## Extracted information

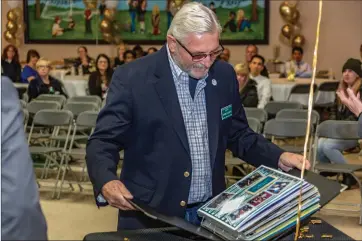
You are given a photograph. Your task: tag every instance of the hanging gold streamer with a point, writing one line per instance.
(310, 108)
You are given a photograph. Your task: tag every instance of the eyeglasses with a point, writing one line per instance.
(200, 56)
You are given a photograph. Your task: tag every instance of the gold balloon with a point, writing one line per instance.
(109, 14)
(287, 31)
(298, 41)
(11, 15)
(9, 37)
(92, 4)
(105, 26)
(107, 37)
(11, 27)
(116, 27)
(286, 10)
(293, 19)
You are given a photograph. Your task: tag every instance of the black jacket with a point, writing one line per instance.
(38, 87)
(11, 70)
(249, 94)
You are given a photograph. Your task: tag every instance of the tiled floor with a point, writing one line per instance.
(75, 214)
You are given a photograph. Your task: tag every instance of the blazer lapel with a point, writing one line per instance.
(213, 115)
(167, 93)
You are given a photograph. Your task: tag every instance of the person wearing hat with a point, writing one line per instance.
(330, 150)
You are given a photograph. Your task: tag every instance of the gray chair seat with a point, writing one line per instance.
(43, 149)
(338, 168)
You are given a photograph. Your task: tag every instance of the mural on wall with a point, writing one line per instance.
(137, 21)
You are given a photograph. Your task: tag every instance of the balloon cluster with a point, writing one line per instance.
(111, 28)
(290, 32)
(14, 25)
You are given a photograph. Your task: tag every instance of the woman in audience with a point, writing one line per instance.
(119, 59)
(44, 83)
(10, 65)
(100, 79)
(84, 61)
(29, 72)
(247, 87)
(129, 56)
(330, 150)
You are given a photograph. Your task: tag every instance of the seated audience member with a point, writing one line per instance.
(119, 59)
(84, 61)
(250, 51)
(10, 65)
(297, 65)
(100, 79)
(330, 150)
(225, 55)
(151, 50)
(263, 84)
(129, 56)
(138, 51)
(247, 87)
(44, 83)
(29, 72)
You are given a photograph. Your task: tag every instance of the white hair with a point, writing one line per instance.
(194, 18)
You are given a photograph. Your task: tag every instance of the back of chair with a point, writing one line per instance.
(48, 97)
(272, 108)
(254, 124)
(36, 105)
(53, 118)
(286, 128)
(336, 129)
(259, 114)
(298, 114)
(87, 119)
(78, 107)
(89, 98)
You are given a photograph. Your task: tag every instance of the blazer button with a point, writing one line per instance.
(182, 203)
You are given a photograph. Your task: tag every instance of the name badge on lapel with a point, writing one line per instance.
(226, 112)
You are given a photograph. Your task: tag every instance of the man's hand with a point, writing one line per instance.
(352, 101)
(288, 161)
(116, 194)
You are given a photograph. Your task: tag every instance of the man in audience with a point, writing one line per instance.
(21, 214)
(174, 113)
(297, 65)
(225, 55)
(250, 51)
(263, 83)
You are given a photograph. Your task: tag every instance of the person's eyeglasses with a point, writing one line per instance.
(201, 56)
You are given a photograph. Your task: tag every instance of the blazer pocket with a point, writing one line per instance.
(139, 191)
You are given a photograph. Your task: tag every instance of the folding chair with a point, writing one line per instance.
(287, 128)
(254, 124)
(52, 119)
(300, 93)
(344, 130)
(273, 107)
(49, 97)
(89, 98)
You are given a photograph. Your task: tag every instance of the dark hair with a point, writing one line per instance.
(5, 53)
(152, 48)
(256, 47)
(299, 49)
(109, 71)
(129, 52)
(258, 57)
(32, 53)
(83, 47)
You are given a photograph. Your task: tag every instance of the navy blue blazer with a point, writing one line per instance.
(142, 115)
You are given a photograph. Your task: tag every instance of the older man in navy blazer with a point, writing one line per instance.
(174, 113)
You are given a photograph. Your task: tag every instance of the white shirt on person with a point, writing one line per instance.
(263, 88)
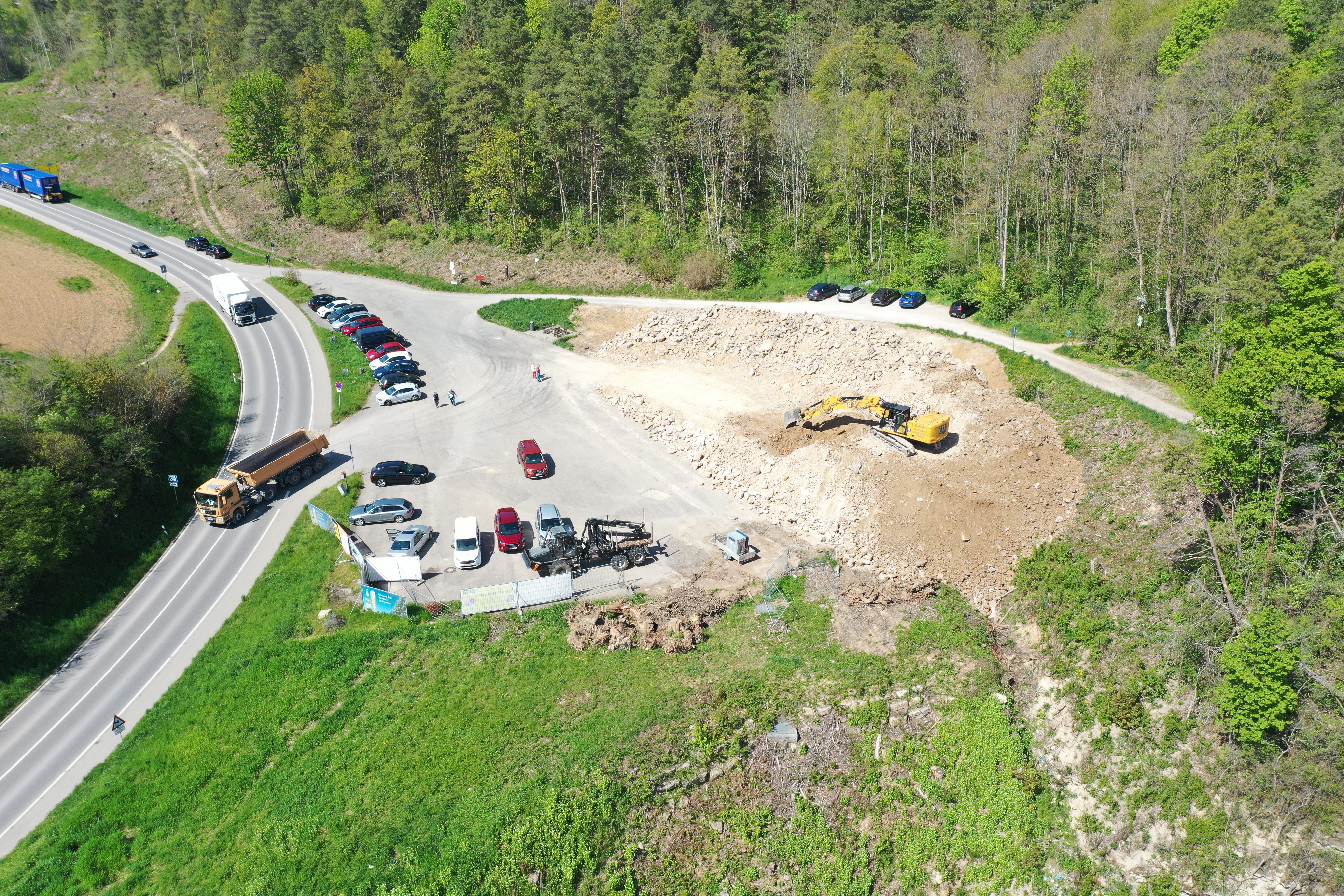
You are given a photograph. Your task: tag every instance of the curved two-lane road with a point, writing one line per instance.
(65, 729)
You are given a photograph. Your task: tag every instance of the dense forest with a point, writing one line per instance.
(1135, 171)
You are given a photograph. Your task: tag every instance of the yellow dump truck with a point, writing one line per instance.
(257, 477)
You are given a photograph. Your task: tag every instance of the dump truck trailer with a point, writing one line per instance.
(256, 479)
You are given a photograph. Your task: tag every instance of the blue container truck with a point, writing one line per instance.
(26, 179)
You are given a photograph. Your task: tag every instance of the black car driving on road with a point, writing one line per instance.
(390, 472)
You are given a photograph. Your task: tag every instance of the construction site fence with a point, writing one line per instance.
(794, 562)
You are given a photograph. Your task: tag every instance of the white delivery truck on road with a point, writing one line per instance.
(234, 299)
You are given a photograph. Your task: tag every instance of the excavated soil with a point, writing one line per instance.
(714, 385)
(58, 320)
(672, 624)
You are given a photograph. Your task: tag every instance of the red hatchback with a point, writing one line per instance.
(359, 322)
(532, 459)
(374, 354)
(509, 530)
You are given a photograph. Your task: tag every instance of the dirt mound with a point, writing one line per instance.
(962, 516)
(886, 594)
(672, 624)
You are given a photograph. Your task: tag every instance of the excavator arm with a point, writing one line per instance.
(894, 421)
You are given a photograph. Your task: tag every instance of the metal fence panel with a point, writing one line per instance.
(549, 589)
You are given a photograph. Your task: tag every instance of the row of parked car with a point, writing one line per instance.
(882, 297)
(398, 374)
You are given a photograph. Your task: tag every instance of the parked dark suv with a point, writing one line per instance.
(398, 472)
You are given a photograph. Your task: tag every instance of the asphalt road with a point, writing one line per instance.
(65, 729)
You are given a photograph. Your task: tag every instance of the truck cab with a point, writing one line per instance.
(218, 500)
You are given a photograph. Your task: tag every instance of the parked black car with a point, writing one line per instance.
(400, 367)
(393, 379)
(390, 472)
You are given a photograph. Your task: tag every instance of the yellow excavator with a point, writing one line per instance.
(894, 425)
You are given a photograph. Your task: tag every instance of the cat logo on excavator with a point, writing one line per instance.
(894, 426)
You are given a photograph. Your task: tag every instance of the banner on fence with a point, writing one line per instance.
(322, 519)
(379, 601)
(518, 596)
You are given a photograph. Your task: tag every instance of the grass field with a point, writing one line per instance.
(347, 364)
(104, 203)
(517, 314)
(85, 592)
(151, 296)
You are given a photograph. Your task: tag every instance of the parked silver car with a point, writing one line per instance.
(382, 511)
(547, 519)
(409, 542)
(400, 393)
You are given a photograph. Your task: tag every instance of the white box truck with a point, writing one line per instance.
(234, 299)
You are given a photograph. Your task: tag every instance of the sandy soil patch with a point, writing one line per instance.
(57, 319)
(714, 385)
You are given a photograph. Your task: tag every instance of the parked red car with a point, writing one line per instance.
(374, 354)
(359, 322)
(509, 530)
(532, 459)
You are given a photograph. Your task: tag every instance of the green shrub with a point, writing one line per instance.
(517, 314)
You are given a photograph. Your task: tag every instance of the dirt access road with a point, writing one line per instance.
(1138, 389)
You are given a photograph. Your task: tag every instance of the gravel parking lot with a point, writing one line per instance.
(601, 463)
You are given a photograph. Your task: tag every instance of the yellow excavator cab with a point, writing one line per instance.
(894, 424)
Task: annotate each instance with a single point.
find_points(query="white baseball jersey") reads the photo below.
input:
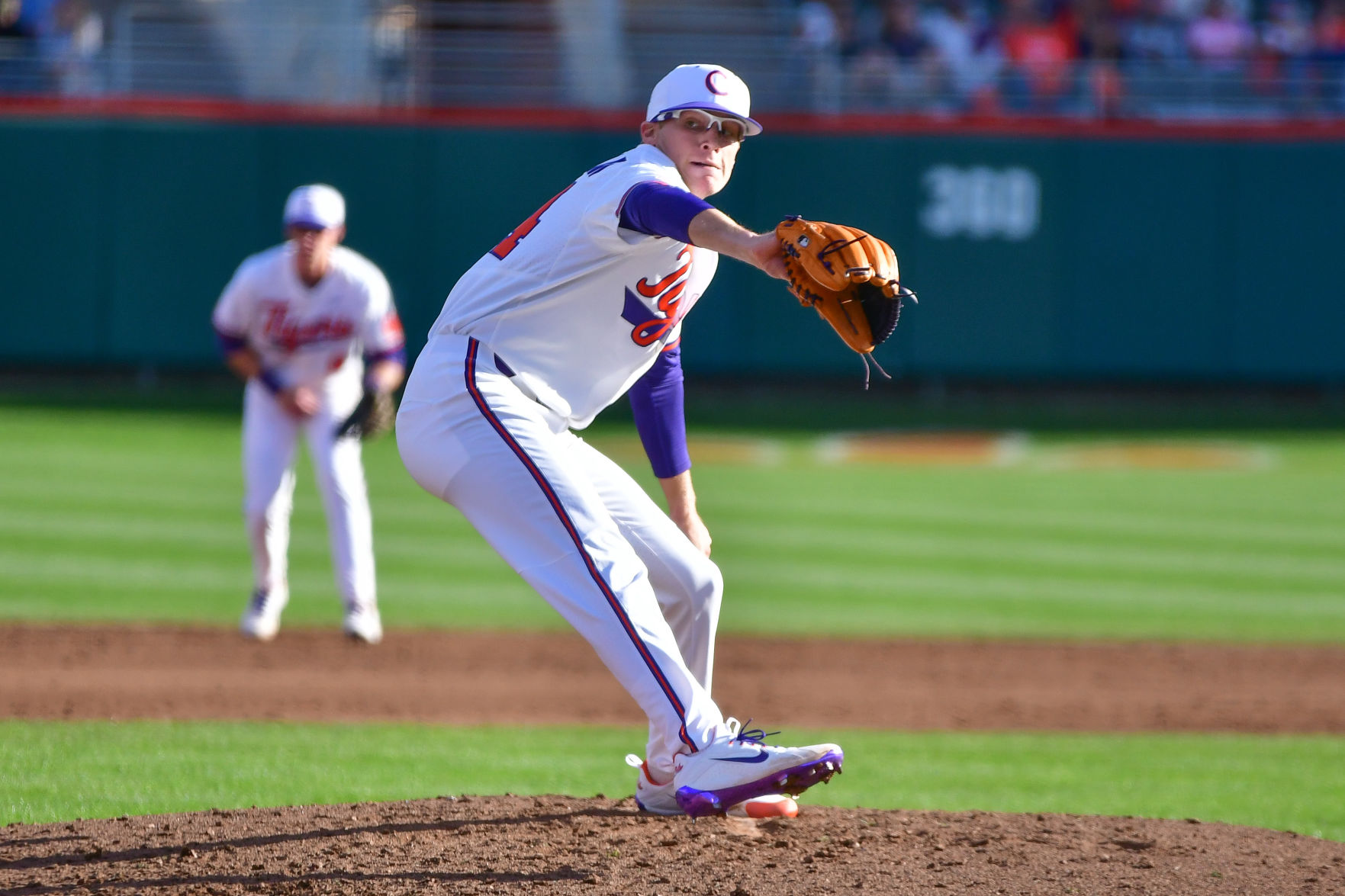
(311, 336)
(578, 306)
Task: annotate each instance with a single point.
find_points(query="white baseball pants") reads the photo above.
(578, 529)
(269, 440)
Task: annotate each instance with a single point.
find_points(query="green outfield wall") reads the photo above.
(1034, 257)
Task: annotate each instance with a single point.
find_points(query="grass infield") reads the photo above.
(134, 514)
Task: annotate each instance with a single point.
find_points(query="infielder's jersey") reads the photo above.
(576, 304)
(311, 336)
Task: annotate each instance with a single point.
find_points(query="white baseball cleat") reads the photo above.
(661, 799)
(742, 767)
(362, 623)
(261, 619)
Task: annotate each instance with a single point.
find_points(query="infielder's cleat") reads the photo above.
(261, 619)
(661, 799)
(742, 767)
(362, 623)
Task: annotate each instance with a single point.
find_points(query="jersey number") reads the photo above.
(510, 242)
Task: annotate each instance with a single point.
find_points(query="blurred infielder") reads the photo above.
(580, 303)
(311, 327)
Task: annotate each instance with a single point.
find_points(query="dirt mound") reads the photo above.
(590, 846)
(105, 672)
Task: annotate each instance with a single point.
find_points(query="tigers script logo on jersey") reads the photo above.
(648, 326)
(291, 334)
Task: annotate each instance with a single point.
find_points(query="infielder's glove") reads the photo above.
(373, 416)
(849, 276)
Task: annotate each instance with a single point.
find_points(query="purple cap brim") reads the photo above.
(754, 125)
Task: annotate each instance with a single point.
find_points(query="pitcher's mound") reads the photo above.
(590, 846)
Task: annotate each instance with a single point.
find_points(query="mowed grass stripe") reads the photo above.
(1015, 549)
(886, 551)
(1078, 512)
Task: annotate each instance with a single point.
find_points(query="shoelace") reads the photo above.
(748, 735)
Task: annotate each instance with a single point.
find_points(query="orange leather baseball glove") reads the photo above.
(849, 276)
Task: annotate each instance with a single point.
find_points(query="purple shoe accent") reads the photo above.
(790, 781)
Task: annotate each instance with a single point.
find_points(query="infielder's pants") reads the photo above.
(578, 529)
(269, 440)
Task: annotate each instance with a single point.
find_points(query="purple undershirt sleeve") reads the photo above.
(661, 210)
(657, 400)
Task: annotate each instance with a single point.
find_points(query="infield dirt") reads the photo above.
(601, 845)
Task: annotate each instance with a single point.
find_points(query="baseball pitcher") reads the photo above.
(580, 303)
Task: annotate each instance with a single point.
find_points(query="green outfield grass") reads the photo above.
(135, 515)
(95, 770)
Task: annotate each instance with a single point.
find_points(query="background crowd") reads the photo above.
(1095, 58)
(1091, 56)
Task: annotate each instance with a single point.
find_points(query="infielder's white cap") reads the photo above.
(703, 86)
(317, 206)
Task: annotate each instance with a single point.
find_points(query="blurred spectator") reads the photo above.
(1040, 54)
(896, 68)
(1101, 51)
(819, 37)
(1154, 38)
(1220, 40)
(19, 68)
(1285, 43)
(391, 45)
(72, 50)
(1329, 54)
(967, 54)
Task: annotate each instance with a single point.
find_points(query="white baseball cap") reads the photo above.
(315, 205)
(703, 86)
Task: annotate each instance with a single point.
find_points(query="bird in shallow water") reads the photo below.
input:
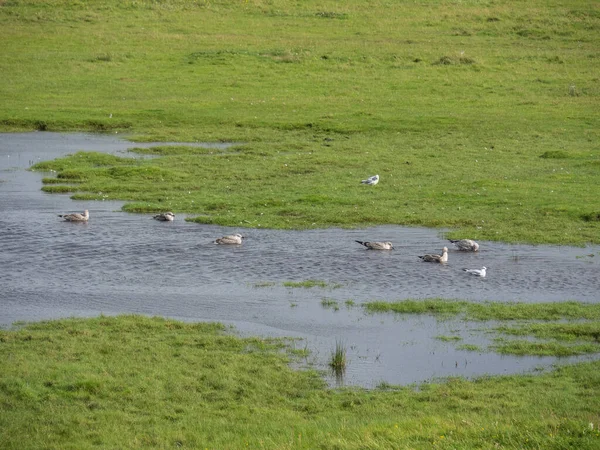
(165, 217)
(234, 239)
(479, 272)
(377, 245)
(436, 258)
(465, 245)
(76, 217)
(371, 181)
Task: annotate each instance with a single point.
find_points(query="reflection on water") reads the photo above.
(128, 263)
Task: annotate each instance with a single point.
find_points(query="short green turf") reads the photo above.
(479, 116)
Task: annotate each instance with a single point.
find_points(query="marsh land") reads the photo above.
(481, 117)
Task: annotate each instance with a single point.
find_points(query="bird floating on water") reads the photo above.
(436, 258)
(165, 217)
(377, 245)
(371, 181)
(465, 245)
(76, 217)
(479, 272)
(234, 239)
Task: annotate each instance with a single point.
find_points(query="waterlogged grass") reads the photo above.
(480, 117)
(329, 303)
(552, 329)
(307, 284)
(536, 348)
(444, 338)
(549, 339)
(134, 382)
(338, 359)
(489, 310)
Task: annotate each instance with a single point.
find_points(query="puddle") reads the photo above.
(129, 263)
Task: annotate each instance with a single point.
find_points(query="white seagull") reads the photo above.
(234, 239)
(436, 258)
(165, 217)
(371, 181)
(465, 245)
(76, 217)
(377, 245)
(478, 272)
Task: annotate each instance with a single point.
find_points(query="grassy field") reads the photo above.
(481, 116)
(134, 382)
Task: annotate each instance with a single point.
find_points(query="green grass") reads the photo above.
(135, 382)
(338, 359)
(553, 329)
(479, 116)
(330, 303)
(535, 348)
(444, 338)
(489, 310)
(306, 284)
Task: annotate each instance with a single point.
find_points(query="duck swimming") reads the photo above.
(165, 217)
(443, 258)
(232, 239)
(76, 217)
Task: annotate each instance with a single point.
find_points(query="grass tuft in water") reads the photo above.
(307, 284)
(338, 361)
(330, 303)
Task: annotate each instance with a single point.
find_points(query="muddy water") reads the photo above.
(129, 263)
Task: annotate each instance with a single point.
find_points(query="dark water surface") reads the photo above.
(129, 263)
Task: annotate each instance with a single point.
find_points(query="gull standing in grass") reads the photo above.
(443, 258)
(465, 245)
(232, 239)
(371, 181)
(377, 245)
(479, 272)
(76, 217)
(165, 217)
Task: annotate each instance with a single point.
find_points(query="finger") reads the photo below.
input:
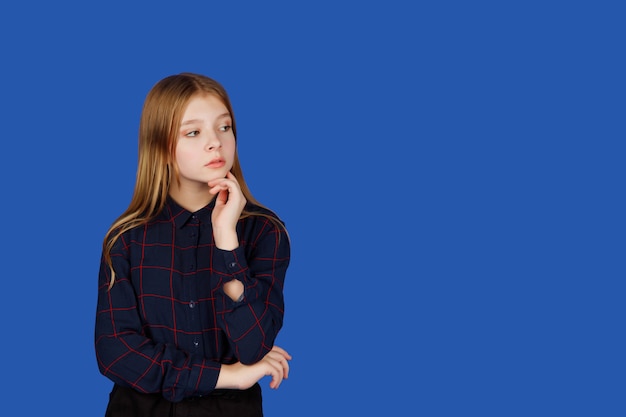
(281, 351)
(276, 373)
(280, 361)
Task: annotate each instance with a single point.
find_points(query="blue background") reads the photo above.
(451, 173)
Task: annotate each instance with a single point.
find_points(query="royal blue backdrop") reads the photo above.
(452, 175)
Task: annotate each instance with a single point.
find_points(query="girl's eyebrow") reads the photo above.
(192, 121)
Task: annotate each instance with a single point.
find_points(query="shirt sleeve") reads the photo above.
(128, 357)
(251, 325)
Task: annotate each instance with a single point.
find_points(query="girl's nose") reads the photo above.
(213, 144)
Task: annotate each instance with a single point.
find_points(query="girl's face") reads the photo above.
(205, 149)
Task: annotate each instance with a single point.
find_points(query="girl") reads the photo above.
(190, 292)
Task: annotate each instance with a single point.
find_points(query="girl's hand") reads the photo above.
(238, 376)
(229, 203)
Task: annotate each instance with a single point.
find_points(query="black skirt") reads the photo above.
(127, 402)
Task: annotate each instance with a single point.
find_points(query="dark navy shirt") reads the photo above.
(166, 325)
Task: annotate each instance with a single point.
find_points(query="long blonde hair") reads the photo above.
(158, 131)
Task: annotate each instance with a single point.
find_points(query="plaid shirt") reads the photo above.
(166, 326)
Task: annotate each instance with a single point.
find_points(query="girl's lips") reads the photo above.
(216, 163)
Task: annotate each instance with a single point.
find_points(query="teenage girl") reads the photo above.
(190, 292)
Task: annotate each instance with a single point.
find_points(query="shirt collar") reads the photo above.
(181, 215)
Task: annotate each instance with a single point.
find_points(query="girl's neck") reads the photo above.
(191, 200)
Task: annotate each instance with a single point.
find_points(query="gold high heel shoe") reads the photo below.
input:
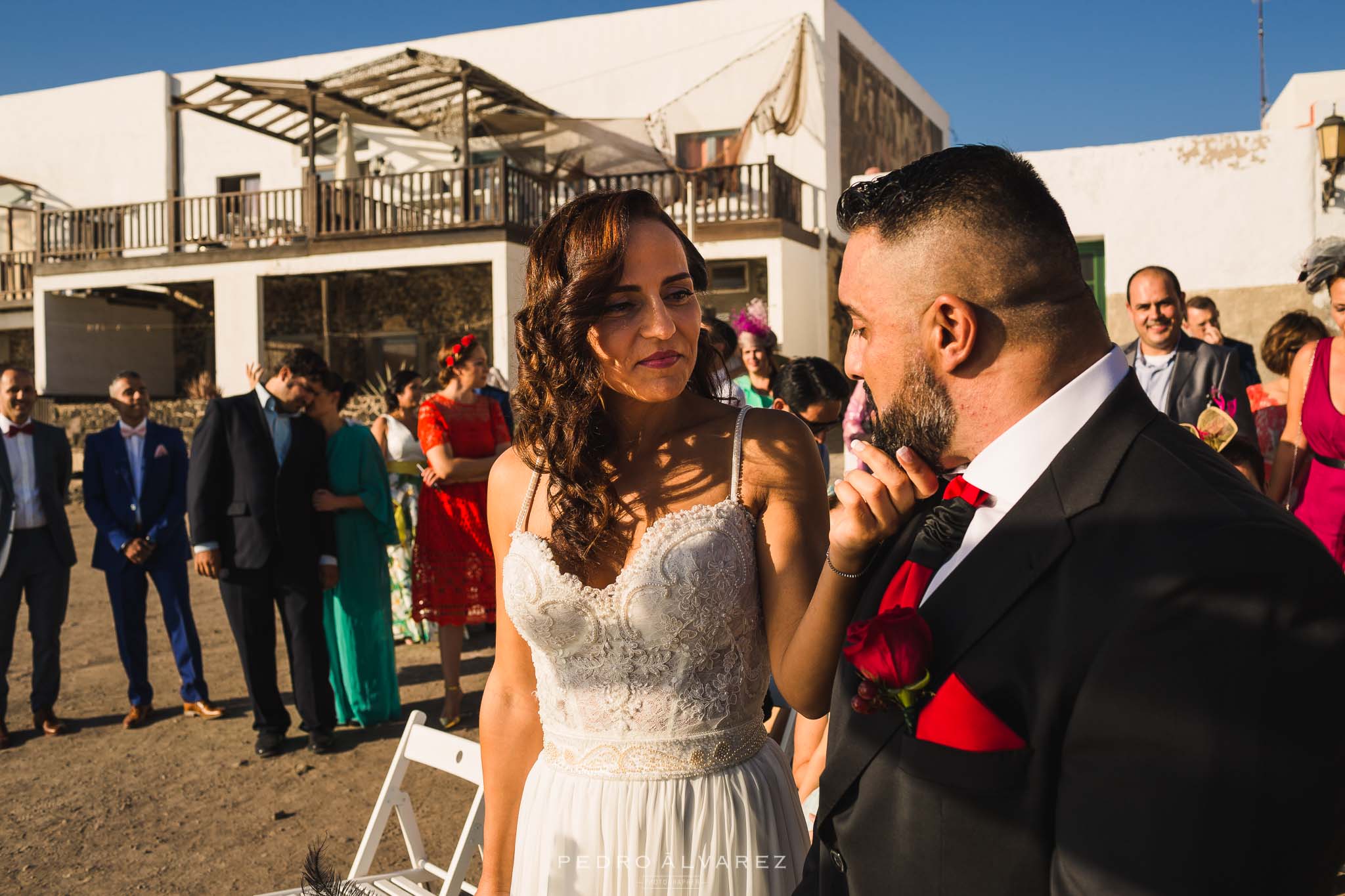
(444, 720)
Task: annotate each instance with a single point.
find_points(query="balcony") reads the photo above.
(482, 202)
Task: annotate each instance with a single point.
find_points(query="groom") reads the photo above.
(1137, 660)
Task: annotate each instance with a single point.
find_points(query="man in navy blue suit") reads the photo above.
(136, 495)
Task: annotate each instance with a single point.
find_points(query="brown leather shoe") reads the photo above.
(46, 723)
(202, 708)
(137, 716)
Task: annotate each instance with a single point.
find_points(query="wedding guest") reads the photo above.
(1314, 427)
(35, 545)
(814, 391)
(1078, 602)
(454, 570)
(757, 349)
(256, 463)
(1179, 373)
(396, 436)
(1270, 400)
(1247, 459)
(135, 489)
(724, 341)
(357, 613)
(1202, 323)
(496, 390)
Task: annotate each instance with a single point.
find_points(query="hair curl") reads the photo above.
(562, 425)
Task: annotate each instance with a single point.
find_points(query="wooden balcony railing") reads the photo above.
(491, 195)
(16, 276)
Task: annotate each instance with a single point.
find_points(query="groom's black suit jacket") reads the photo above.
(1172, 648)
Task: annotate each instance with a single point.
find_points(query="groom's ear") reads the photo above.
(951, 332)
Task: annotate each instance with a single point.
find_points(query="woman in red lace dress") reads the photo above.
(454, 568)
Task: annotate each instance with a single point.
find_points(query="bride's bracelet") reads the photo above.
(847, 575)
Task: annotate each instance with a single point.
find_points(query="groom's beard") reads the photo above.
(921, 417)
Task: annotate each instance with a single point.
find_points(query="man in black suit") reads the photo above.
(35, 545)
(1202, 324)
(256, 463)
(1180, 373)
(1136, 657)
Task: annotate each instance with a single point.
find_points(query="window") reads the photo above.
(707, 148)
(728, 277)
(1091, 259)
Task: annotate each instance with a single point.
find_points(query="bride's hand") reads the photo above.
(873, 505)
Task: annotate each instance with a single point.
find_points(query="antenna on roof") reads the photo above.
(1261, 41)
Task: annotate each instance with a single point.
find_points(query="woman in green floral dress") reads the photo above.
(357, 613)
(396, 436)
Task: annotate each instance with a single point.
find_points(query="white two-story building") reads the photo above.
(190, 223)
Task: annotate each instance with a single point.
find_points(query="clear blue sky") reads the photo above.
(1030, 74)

## Goal of the exercise
Sift through the material above and copy each line that holds "below".

## Worked solution
find_points(query="white baseball jersey") reads the photo below.
find_points(query="bird in shallow water") reads the photo below.
find_points(query="finger") reads the photo below.
find_points(query="gold high heel shoe") reads the photo below.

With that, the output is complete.